Coordinate labeling data:
>>

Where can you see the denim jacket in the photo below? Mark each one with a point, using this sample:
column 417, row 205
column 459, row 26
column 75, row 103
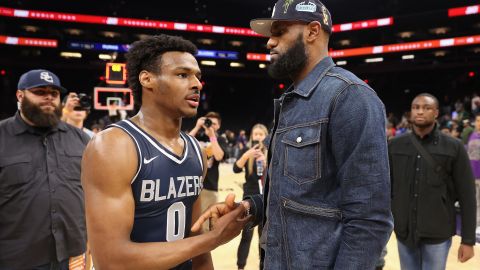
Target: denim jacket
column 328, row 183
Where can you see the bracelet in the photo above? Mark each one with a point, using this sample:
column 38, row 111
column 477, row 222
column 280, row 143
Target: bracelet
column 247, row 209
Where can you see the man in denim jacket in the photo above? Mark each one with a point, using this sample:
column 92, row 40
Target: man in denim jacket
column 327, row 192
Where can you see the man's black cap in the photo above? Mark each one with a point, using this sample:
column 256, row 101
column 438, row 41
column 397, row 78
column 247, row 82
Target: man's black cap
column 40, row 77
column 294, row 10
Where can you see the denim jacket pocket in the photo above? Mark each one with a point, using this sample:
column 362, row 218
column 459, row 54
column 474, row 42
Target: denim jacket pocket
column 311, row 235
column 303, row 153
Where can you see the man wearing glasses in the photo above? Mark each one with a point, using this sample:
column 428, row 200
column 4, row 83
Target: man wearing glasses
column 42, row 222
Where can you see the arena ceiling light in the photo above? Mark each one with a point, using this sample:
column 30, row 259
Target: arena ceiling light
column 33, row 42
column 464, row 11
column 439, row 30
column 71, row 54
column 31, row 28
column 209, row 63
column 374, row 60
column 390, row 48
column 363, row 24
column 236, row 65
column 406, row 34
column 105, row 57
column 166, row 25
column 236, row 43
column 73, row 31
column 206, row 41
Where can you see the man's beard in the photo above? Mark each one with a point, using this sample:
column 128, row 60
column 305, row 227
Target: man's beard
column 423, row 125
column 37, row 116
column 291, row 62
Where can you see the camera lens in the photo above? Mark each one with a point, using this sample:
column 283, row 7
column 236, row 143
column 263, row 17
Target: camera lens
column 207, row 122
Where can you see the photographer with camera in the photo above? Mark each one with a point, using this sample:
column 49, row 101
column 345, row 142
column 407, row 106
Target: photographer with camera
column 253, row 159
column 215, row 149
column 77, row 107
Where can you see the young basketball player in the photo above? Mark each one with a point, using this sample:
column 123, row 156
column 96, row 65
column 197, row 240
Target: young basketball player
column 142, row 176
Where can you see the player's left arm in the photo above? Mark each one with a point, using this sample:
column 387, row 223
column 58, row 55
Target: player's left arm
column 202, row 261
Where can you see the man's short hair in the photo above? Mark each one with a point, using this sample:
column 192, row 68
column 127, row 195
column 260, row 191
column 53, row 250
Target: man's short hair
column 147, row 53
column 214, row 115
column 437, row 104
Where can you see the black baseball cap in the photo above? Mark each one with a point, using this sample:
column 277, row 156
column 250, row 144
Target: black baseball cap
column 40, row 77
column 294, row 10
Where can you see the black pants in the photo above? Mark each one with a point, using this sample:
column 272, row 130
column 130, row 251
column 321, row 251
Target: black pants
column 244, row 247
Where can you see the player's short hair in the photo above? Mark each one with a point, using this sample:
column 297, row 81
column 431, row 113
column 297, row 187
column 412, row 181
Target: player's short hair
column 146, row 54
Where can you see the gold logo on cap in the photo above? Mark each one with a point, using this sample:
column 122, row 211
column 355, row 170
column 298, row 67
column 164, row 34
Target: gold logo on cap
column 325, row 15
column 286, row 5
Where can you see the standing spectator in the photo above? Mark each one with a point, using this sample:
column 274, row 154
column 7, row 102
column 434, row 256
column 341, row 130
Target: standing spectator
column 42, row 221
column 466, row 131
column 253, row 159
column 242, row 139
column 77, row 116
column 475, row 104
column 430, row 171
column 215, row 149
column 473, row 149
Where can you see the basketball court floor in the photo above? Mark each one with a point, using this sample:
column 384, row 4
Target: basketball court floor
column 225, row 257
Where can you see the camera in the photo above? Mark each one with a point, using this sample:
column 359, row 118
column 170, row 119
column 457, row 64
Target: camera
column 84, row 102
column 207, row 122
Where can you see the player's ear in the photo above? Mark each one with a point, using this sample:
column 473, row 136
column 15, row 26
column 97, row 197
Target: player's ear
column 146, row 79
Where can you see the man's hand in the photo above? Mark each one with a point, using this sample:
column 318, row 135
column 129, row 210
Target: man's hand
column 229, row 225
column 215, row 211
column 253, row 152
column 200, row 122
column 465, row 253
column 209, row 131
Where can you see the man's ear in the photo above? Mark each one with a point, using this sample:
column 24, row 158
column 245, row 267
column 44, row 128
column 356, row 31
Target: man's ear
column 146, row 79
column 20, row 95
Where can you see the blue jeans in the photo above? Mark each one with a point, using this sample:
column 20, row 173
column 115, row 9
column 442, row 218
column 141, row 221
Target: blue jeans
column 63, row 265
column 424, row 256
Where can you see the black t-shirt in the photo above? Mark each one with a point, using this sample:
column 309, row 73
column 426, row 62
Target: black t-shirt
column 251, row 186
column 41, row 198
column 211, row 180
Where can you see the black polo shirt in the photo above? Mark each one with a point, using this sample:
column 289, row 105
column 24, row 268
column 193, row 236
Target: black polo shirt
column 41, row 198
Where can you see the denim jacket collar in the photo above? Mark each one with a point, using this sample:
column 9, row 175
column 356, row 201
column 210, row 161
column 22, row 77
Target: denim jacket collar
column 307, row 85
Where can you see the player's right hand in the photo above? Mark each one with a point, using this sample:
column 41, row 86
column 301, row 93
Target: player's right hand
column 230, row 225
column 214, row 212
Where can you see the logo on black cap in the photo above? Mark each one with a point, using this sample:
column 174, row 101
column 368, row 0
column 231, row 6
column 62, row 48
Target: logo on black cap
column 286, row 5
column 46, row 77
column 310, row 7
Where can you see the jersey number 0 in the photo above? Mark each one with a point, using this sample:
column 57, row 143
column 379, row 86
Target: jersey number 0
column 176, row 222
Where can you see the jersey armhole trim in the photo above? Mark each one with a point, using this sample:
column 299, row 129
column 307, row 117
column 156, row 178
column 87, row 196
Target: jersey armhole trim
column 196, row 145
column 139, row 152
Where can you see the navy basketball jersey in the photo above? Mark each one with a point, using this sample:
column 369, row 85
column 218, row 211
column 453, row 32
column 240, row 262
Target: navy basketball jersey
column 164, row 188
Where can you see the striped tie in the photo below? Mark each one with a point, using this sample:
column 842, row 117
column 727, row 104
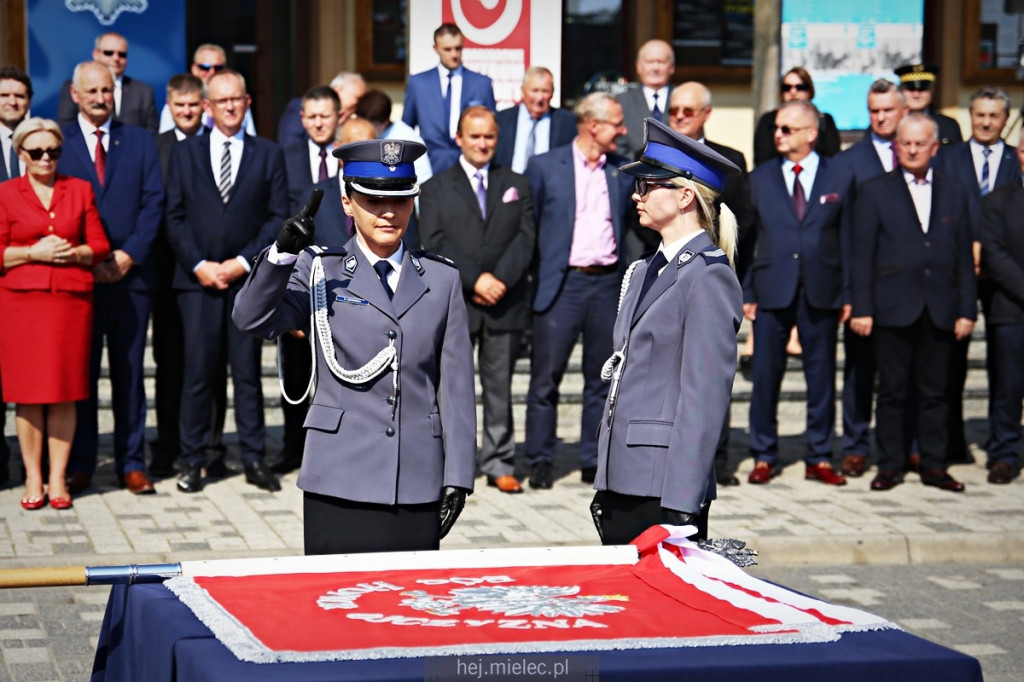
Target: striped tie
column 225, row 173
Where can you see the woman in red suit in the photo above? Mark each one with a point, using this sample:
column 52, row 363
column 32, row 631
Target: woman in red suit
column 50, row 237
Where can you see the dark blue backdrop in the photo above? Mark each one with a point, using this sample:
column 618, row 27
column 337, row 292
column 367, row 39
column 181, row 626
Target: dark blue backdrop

<<

__What the task requires__
Please put every line of the listing above into a numbered list, skipping blank lines and leaving the pictures out.

__Output of the task__
1. Where can you see the denim jacket in the photo below? Mark each one with a point, using this sample:
2. column 417, row 205
3. column 459, row 26
4. column 75, row 103
5. Target: denim jacket
6. column 328, row 183
7. Where can you see the bracelet in the photo above? Mark each one with a point, using this sample:
8. column 38, row 111
9. column 477, row 222
10. column 280, row 143
11. Target: bracelet
12. column 247, row 209
13. Where can you see the man in denim jacket in the photo above? Mark each one with a point, using this sample:
14. column 92, row 40
15. Target: man in denim jacket
16. column 327, row 192
17. Where can you see the man's black cap in the photo above? Mark each one with a point, using this sample:
18. column 256, row 101
19. column 438, row 41
20. column 397, row 78
21. column 247, row 82
22. Target: man's black cap
23. column 40, row 77
24. column 294, row 10
25. Where can you see the denim jacket pocket in the photo above? Mark each one with a point, using this sample:
26. column 362, row 218
27. column 459, row 54
28. column 474, row 42
29. Target: denim jacket pocket
30. column 311, row 235
31. column 303, row 153
32. Where can you see the man wearing glasses in the photo above? Mark each one with a point, using this sample:
33. column 428, row 200
34. column 4, row 83
35. Target: man wearing glasses
36. column 42, row 222
37. Where can you see the arena ceiling light in the photo above? Mark each one with a point, using this sample:
38. column 30, row 259
39. Target: arena ceiling light
40. column 33, row 42
41. column 464, row 11
42. column 439, row 30
43. column 71, row 54
44. column 31, row 28
45. column 209, row 63
46. column 374, row 60
47. column 390, row 48
48. column 363, row 24
49. column 236, row 65
50. column 406, row 34
51. column 105, row 57
52. column 166, row 25
53. column 236, row 43
54. column 73, row 31
55. column 206, row 41
56. Where can you see the man's beard in the photo above? Mark each one with a point, using this sample:
57. column 128, row 60
58. column 305, row 227
59. Target: man's beard
60. column 423, row 125
61. column 37, row 116
62. column 291, row 62
63. Where can you see the camera lens in the photo above? Mark each one with a point, using this sample:
64. column 283, row 7
65. column 236, row 143
66. column 263, row 17
67. Target: camera lens
68. column 207, row 122
69. Where can you see the photographer with camera in the photo above? Mark each one with a point, using this sample:
70. column 49, row 101
71. column 345, row 142
72. column 407, row 106
73. Target: photographer with camera
74. column 253, row 159
75. column 215, row 149
76. column 77, row 107
77. Where can you see the young basketball player in the photo above? Mark each one with a point, using this sample:
78. column 123, row 156
79. column 96, row 65
80. column 197, row 240
81. Target: young basketball player
82. column 142, row 176
83. Where can you see the player's left arm in the photo above? Mark each one with a point, using this sample:
84. column 387, row 223
85. column 58, row 55
86. Target: player's left arm
87. column 202, row 261
88. Where can you see the man's short hair in the photo above? Mark each one with a point, using this sample:
89. column 192, row 68
90. column 127, row 195
91. column 260, row 191
92. column 53, row 250
93. Target: man's short hair
94. column 147, row 53
95. column 214, row 115
96. column 437, row 104
97. Where can you see the black baseball cap in the photo above? Mark each one with a point, using this sample:
98. column 277, row 156
99. column 250, row 144
100. Target: black baseball cap
101. column 40, row 77
102. column 294, row 10
103. Where can you see the black pants in the photo above? Mark each one with a point, using this sample:
104. column 272, row 130
105. column 130, row 251
106. column 321, row 251
107. Target: black pants
108. column 244, row 247
109. Where can you see the player's short hair in the photo above? Mark each one with a point, using this sample:
110. column 297, row 81
111. column 431, row 113
112. column 297, row 187
113. column 412, row 181
114. Target: player's short hair
115. column 146, row 54
116. Where can you see the gold logo on cap in the photo above? Mark each one with a point, using this sample:
117. column 122, row 211
118. column 355, row 170
119. column 298, row 67
120. column 164, row 34
121. Target: gold logo on cap
122. column 325, row 15
123. column 286, row 5
124. Where can you see the standing spectator in the photo above? Mark each one with a point, using this sample:
125. column 274, row 154
126. column 7, row 102
127. column 434, row 256
128. column 341, row 130
129. Target: standing spectator
130. column 42, row 221
131. column 466, row 131
132. column 253, row 159
133. column 242, row 139
134. column 77, row 116
135. column 475, row 104
136. column 430, row 171
137. column 215, row 149
138. column 473, row 149
139. Where can you see the basketball court floor in the photo above? Mark each one with a point, using this sample:
140. column 384, row 4
141. Target: basketball court floor
142. column 225, row 257
143. Where can you see the camera in the photo above? Mark each one with a point, using this sample:
144. column 359, row 118
145. column 170, row 119
146. column 457, row 64
147. Target: camera
148. column 84, row 102
149. column 207, row 122
150. Where can you see the player's ear in the photo above? Mark each one with a point, using this sample:
151. column 473, row 136
152. column 15, row 26
153. column 97, row 197
154. Target: player's ear
155. column 146, row 79
156. Where can you see the man's hand in the photo above? Mark each one with a point, using this sample:
157. column 318, row 135
158. column 129, row 210
159. Target: man's hand
160. column 229, row 225
161. column 215, row 211
162. column 253, row 152
163. column 200, row 122
164. column 465, row 253
165. column 209, row 131
166. Where can you see the man's ear in the photo above? Mark each one with a point, using this sample:
167. column 24, row 158
168. column 245, row 267
169. column 44, row 128
170. column 356, row 31
171. Target: man's ear
172. column 146, row 79
173. column 20, row 95
174. Where can you see the blue jeans in the photo above? Mark each one with a point, using this sample:
175. column 20, row 173
176. column 115, row 9
177. column 442, row 218
178. column 141, row 221
179. Target: blue jeans
180. column 63, row 265
181. column 424, row 256
182. Where can you see the black t-shirt in the photo above? Mark each one with a point, using this sample:
183. column 309, row 73
184. column 426, row 62
185. Target: black t-shirt
186. column 251, row 186
187. column 41, row 198
188. column 211, row 180
189. Where can you see the black polo shirt in the photo above? Mark each one with a point, using this sample:
190. column 289, row 105
191. column 24, row 268
192. column 193, row 236
193. Target: black polo shirt
194. column 41, row 198
195. Where can you see the denim jacket collar in the photo above? Mark each one with a point, using this sample:
196. column 9, row 175
197. column 356, row 201
198. column 210, row 161
199. column 22, row 77
200. Target: denim jacket collar
201. column 307, row 85
202. Where can you see the player's right hand in the photo above? Mark each one with a point, using this sample:
203. column 41, row 86
204. column 301, row 93
205. Target: player's right hand
206. column 230, row 225
207. column 214, row 212
208. Where can you see the logo on black cap in the photo above? Mark each one with a point, using this sample:
209. column 174, row 101
210. column 368, row 0
211. column 231, row 6
212. column 62, row 48
213. Target: logo on black cap
214. column 286, row 5
215. column 46, row 77
216. column 310, row 7
217. Where can you see the jersey number 0 in the photo above? Mark each one with a point, using this sample:
218. column 57, row 143
219. column 379, row 86
220. Target: jersey number 0
221. column 176, row 222
222. Where can you see the jersey armhole trim in the photo above? Mark each one with a point, using this sample:
223. column 299, row 129
224. column 307, row 117
225. column 156, row 178
226. column 87, row 196
227. Target: jersey armhole trim
228. column 196, row 145
229. column 139, row 152
230. Where can you see the navy basketball jersey in the photo above? Mark each one with a point, using this sample:
231. column 369, row 85
232. column 218, row 211
233. column 453, row 32
234. column 240, row 262
235. Target: navy basketball jersey
236. column 164, row 188
237. Where can you see the striped tie in the photo below? Mark each one with a point, using this sample:
238. column 842, row 117
239. column 727, row 104
240. Target: striped tie
241. column 225, row 173
242. Where can you see the woman in red suit in the photo above? Mark each one with a point, using this sample:
243. column 52, row 363
244. column 32, row 631
245. Target: woman in red suit
246. column 50, row 237
247. Where can you see the dark blue backdrop in the photo above? Mark each one with a point, using this sample:
248. column 618, row 27
249. column 337, row 292
250. column 367, row 39
251. column 181, row 626
252. Target: dark blue backdrop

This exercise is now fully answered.